What the task requires: Only lines containing the string "instance" belong in the answer; copy all of them from the entries.

# # # # # # #

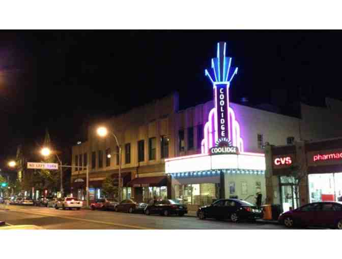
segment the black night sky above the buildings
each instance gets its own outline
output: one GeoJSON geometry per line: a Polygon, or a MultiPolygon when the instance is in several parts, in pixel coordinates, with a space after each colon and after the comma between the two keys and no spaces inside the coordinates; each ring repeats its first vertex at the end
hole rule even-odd
{"type": "MultiPolygon", "coordinates": [[[[187,108],[212,99],[204,76],[227,42],[239,73],[233,102],[341,99],[339,31],[2,31],[0,168],[20,143],[70,147],[87,123],[180,93],[187,108]],[[283,89],[286,91],[275,91],[283,89]],[[300,90],[301,89],[301,90],[300,90]],[[286,95],[284,98],[277,93],[286,95]],[[275,98],[277,97],[277,98],[275,98]]],[[[280,105],[280,104],[279,104],[280,105]]]]}

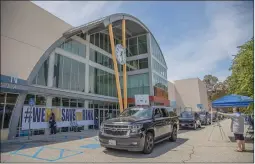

# # # # # # #

Response to this exercise:
each instance gets its own outline
output: one GeoJSON geometry per line: a Polygon, or a MultiPolygon when the instance is in several parts, in pixel coordinates, with a space after each colon and after the comma between the two keys and no spaces inside the coordinates; each ring repeats its first vertex at the end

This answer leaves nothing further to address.